- TEXT SHOWN -
:::::

Keep on the exposure - Blog post anxiety - Part II

By Bettina Moltrecht
Friday, 1st March 2019
Filed under: ESRBlog

Even though my blog post anxiety has slightly improved since my last blog post -  I moved on to seeing it as just another uncomfortable activity that is part of my life now - I still wonder, who the hell wants to know about my life or even worse my past year as an Early Career Researcher         (Why? Well, you tell me!)

Believe it or not, there are people out there who bother enough to actually send me reminders. So here we go.

After the turbulences of my first year had settled a bit, I felt confident that I somewhat knew where I was heading to with my PhD. (Amazing! Well done me!) That was enough reason (for me) to book my flights to Disneyland! Well, my Disneyland, the place in California where all the fun research around emotion-regulation evolved. (My excuses for misleading the reader here!).

Emotion regulation is the exciting stuff that we are all made of, and obviously my PhD project as well. Emotions, like some people say, distinguish us from all the other species on this planet. They guide our behaviour, motivate us to achieve goals, help us make decisions and create the vital bonds that have made humans survive for millions of years. This sounds great, doesn’t it? Emotions, however, can also be our worst enemies. Ask a person with anxieties or a teenager (they experience emotions to a much greater extent than children or adults) they will tell you that emotions can be quite wrecking. Anxiety is paralysing, anger gets them into trouble and love has broken their hearts. Very understandably, intense feelings are stressful and especially if you can’t influence them in the way that you would like to, getting rid of them can sound rather appealing. Unfortunately though, every emotion serves a function and you are actually better off with having them.

:::::

Duplicate the blog post from "Keep on the" up to and including "here we go.".

- INFORMATION PROVIDED -
:::::

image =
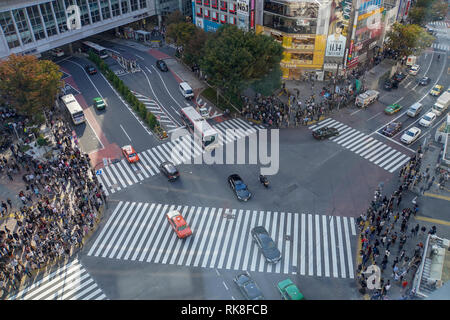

:::::

- EXERCISE SOLUTION -
Keep on the exposure - Blog post anxiety - Part II

By Bettina Moltrecht
Friday, 1st March 2019
Filed under: ESRBlog

Even though my blog post anxiety has slightly improved since my last blog post -  I moved on to seeing it as just another uncomfortable activity that is part of my life now - I still wonder, who the hell wants to know about my life or even worse my past year as an Early Career Researcher         (Why? Well, you tell me!)

Believe it or not, there are people out there who bother enough to actually send me reminders. So here we go.